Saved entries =
━━━━━━━━━━
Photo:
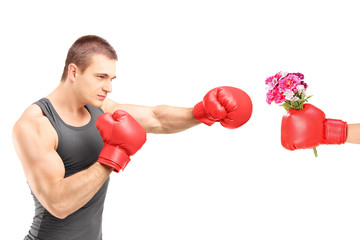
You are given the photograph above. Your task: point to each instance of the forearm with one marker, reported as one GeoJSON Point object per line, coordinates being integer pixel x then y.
{"type": "Point", "coordinates": [173, 119]}
{"type": "Point", "coordinates": [71, 193]}
{"type": "Point", "coordinates": [353, 133]}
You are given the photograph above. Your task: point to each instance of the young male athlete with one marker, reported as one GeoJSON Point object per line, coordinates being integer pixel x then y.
{"type": "Point", "coordinates": [71, 141]}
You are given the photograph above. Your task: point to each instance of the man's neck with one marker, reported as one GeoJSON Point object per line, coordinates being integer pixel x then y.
{"type": "Point", "coordinates": [68, 105]}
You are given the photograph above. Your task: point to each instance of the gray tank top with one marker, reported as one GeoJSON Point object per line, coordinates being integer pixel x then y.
{"type": "Point", "coordinates": [79, 148]}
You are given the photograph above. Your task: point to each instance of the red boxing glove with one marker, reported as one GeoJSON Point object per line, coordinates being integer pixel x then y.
{"type": "Point", "coordinates": [123, 136]}
{"type": "Point", "coordinates": [230, 106]}
{"type": "Point", "coordinates": [308, 128]}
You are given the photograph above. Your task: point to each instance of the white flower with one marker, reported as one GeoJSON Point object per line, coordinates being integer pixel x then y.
{"type": "Point", "coordinates": [300, 88]}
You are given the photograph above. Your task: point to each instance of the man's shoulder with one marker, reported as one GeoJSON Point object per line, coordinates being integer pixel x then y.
{"type": "Point", "coordinates": [32, 119]}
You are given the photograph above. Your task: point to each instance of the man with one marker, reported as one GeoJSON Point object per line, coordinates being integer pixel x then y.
{"type": "Point", "coordinates": [72, 140]}
{"type": "Point", "coordinates": [309, 128]}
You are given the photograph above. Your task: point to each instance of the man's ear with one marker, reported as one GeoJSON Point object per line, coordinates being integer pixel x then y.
{"type": "Point", "coordinates": [72, 72]}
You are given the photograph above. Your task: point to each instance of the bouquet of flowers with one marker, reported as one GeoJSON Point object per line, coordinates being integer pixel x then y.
{"type": "Point", "coordinates": [288, 90]}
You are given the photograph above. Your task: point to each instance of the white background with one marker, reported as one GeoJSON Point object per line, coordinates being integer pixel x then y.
{"type": "Point", "coordinates": [206, 182]}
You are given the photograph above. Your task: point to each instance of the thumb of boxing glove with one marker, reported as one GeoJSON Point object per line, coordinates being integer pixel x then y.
{"type": "Point", "coordinates": [230, 106]}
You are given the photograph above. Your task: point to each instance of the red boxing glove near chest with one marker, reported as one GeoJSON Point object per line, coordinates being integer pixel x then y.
{"type": "Point", "coordinates": [123, 136]}
{"type": "Point", "coordinates": [230, 106]}
{"type": "Point", "coordinates": [308, 128]}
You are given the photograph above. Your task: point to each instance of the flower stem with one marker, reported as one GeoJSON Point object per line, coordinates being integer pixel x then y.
{"type": "Point", "coordinates": [315, 152]}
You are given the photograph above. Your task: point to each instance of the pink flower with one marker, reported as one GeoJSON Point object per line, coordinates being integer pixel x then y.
{"type": "Point", "coordinates": [289, 82]}
{"type": "Point", "coordinates": [274, 95]}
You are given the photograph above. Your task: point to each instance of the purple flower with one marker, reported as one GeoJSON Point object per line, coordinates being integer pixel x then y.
{"type": "Point", "coordinates": [299, 75]}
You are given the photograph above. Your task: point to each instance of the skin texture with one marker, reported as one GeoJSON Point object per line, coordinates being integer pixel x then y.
{"type": "Point", "coordinates": [36, 141]}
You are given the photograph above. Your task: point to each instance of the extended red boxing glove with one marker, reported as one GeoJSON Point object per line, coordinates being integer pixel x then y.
{"type": "Point", "coordinates": [230, 106]}
{"type": "Point", "coordinates": [308, 128]}
{"type": "Point", "coordinates": [123, 136]}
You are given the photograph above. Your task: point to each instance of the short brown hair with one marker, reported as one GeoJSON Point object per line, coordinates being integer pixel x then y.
{"type": "Point", "coordinates": [84, 48]}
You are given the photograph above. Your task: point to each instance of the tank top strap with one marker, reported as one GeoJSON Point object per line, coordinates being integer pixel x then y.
{"type": "Point", "coordinates": [50, 112]}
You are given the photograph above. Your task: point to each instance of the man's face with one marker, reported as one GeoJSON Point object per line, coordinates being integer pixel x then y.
{"type": "Point", "coordinates": [95, 82]}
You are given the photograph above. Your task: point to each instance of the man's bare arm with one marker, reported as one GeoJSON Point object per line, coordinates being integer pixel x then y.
{"type": "Point", "coordinates": [157, 119]}
{"type": "Point", "coordinates": [35, 143]}
{"type": "Point", "coordinates": [353, 133]}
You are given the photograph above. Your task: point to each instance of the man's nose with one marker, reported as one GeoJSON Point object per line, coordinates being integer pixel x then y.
{"type": "Point", "coordinates": [107, 87]}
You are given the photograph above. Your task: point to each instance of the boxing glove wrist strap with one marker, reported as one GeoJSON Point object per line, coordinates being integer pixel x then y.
{"type": "Point", "coordinates": [335, 131]}
{"type": "Point", "coordinates": [200, 114]}
{"type": "Point", "coordinates": [114, 157]}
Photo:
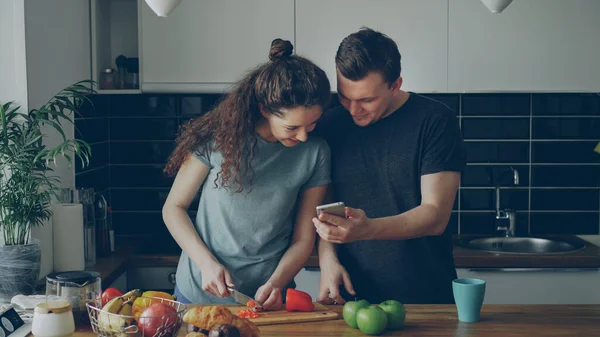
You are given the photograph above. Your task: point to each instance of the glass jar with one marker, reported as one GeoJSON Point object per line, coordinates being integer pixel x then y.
{"type": "Point", "coordinates": [107, 78]}
{"type": "Point", "coordinates": [53, 319]}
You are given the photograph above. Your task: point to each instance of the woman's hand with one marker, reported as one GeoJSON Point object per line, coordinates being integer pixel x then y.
{"type": "Point", "coordinates": [216, 279]}
{"type": "Point", "coordinates": [269, 297]}
{"type": "Point", "coordinates": [332, 275]}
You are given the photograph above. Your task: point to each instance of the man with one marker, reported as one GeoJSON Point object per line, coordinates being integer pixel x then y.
{"type": "Point", "coordinates": [396, 162]}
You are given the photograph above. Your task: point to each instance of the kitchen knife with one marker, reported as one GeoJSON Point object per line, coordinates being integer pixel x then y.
{"type": "Point", "coordinates": [242, 298]}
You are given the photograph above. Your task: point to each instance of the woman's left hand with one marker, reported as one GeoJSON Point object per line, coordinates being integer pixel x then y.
{"type": "Point", "coordinates": [269, 297]}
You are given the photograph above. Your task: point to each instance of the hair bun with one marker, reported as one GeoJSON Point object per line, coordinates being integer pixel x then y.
{"type": "Point", "coordinates": [280, 49]}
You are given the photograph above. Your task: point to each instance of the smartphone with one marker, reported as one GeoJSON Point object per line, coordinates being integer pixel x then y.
{"type": "Point", "coordinates": [336, 208]}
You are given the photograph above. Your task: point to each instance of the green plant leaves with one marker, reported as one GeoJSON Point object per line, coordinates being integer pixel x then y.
{"type": "Point", "coordinates": [26, 183]}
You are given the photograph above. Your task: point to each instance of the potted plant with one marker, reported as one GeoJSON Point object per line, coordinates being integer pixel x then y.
━━━━━━━━━━
Exercise = Give every line of the data above again as it stands; the pictures stay out.

Written reply =
Photo:
You are given the photograph above. Your task: point to each instance of the forearm with one marker, reported as one GeoJSON Point object per line, coordinates being integer pixel x then y.
{"type": "Point", "coordinates": [173, 119]}
{"type": "Point", "coordinates": [71, 193]}
{"type": "Point", "coordinates": [353, 133]}
You are given the photograph above. Your task: point to each instance of the young male athlete with one marker, reported as one GeoJSON Point object per line, coordinates being integer pixel x then y.
{"type": "Point", "coordinates": [71, 141]}
You are given the photograph above. Your task: point to each instance of the man's neck with one marker, reported as one GeoJSON Point object per line, coordinates being integer pixel x then y.
{"type": "Point", "coordinates": [68, 105]}
You are given the photograph above. Your task: point to each instance of the gray tank top with one marker, reported as one GeoJSON Point object per line, coordinates being integer pixel x then y.
{"type": "Point", "coordinates": [79, 148]}
You are given the photograph above. Your task: point to each instance of the red boxing glove with one marker, reported as one GeoJSON Point object per line, coordinates being integer pixel x then y.
{"type": "Point", "coordinates": [123, 136]}
{"type": "Point", "coordinates": [230, 106]}
{"type": "Point", "coordinates": [308, 128]}
You are given the photograph above. Your task: point to each instance of the white flower with one marker, reported as one GeoJSON Point object per line, coordinates being integer pixel x then y.
{"type": "Point", "coordinates": [300, 88]}
You are given the photograph above. Your task: point to each instance of the man's shoulder with one marker, reported as one GeoJSON Point object per line, coordinates being integer pixel x then y.
{"type": "Point", "coordinates": [32, 119]}
You are given the photograph above. Your task: point to each instance of the man with one marker, reported as one GeoJSON Point object per line, coordinates being integer pixel x then y.
{"type": "Point", "coordinates": [72, 140]}
{"type": "Point", "coordinates": [309, 128]}
You are given the photograph above. Your task: point to each instance of the man's ear with one marker, reported as one GeoJSON Point object per line, coordinates being integer pixel x then y.
{"type": "Point", "coordinates": [72, 72]}
You are given the photograph above. Your task: point to each instance of the bouquet of flowers with one marker, reported as one GeoJSON Point object per line, coordinates being integer pixel x then y.
{"type": "Point", "coordinates": [288, 90]}
You are given the photograph above. Your task: point to each instance of the white background with one marker, reported as one GeoJSON Point object per line, coordinates being integer pixel x then y.
{"type": "Point", "coordinates": [206, 182]}
You are given the photograph above. Your task: point to each instance of the thumb of boxing glove with one marker, reported as one GeoJSON Point object per line, coordinates being integer pixel x then y.
{"type": "Point", "coordinates": [230, 106]}
You are given the photograph above. Your task: point to each instance of the red boxing glove near chest with one marker, reported as one GeoJSON Point object per line, coordinates being integer pixel x then y.
{"type": "Point", "coordinates": [123, 136]}
{"type": "Point", "coordinates": [230, 106]}
{"type": "Point", "coordinates": [308, 128]}
You are given the photograph above. Your task: point to each instance of the flower stem with one marker, reported as one GeoJSON Point object per line, coordinates being integer pixel x then y.
{"type": "Point", "coordinates": [315, 152]}
You are given the photograph above. Your task: point to each instance of the pink flower with one marker, reported as one GeoJSON Point object per line, coordinates being integer pixel x then y.
{"type": "Point", "coordinates": [289, 82]}
{"type": "Point", "coordinates": [274, 95]}
You are given the photograph above. Your task: point to each instance of the purple flower with one marker, reported as one GeoJSON Point object per line, coordinates being integer pixel x then y.
{"type": "Point", "coordinates": [299, 75]}
You are given the photograph above. Your task: point to each instance of the skin texture with one marker, reported as one GeoJSON Point object per line, coordinates being integer pixel x then y.
{"type": "Point", "coordinates": [36, 141]}
You are given the photograph above. Your task: point to each instance of the extended red boxing glove with one marker, reported as one GeoJSON Point object per line, coordinates being integer pixel x then y.
{"type": "Point", "coordinates": [230, 106]}
{"type": "Point", "coordinates": [308, 128]}
{"type": "Point", "coordinates": [123, 136]}
You are given the photograph above. Your task: point to each instance of the short brown hair with one marker, reported as one GeoJSON Point object per line, coordinates being integer pixel x then y.
{"type": "Point", "coordinates": [84, 48]}
You are given the photograph above. Your task: point to each instance of the tank top strap with one marker, reported as one GeoJSON Point object per line, coordinates being integer pixel x then y.
{"type": "Point", "coordinates": [50, 112]}
You are given the photograph above. Your task: point to each instance of the man's face with one marker, reported as one GeoJSON Point object per line, coordinates being integer pixel x then y.
{"type": "Point", "coordinates": [95, 82]}
You are given the photograph above. Your task: point to each instance of the man's bare arm with one marker, reported as one GeoJSON Point object per line, coordinates being integer pixel x then y.
{"type": "Point", "coordinates": [157, 119]}
{"type": "Point", "coordinates": [35, 143]}
{"type": "Point", "coordinates": [353, 133]}
You are given the photograph above. Your task: point to each instance of the man's nose with one marker, reported as one GeoJSON Point object per line, coordinates being integer pixel x then y.
{"type": "Point", "coordinates": [107, 87]}
You are given the photograph above. Your task: point to each instance of the boxing glove wrist strap with one marker, reported as one GeoJSON Point object per line, coordinates being integer pixel x then y.
{"type": "Point", "coordinates": [335, 131]}
{"type": "Point", "coordinates": [200, 114]}
{"type": "Point", "coordinates": [114, 157]}
Photo:
You are given the photograph above. Your task: point to each instance of the glass jar with one marker, reported as one GeoJSON Point object per line, coordinates being integer pixel x then y.
{"type": "Point", "coordinates": [107, 78]}
{"type": "Point", "coordinates": [53, 319]}
You are given the photograph above. Your task: point to each instance of the woman's hand with one marker, reported as one GeoJSON Point object per line, coordinates being integer pixel x then y.
{"type": "Point", "coordinates": [216, 279]}
{"type": "Point", "coordinates": [269, 297]}
{"type": "Point", "coordinates": [332, 275]}
You are given the photograph above. Your task: point to each instance of the man with one marker, reported as one GeoJSON Point object per line, coordinates being integer pixel x then y.
{"type": "Point", "coordinates": [396, 162]}
You are given the photograph above. Your task: point to each instance of the kitchen knife with one marker, reported as one GeoJSON Point object per line, coordinates being integer pixel x then y.
{"type": "Point", "coordinates": [242, 298]}
You are given the photograph above. Your task: point to each instance of the woman's left hand with one marker, reported as one GeoJSON Point object per line, coordinates being integer pixel x then y.
{"type": "Point", "coordinates": [269, 297]}
You are given the photograph above. Your task: point to each instance of the hair bun with one marker, reported as one GeoJSON Point object per line, coordinates being integer pixel x then y.
{"type": "Point", "coordinates": [280, 49]}
You are given the photograph above. Your task: point to each instance of the smartphone with one marker, reported as one GeoJSON Point object per line, coordinates being integer pixel x then y.
{"type": "Point", "coordinates": [336, 208]}
You are given the photograph above. Your task: point to each instance of the green plant leaves with one marker, reported as one GeoJSON Point object per line, coordinates being integer pixel x then y.
{"type": "Point", "coordinates": [26, 183]}
You are given the photograph above. Your task: point to each instance of the potted plant with one marker, reported as one GeoJSON Point object per line, coordinates being integer pixel x then y.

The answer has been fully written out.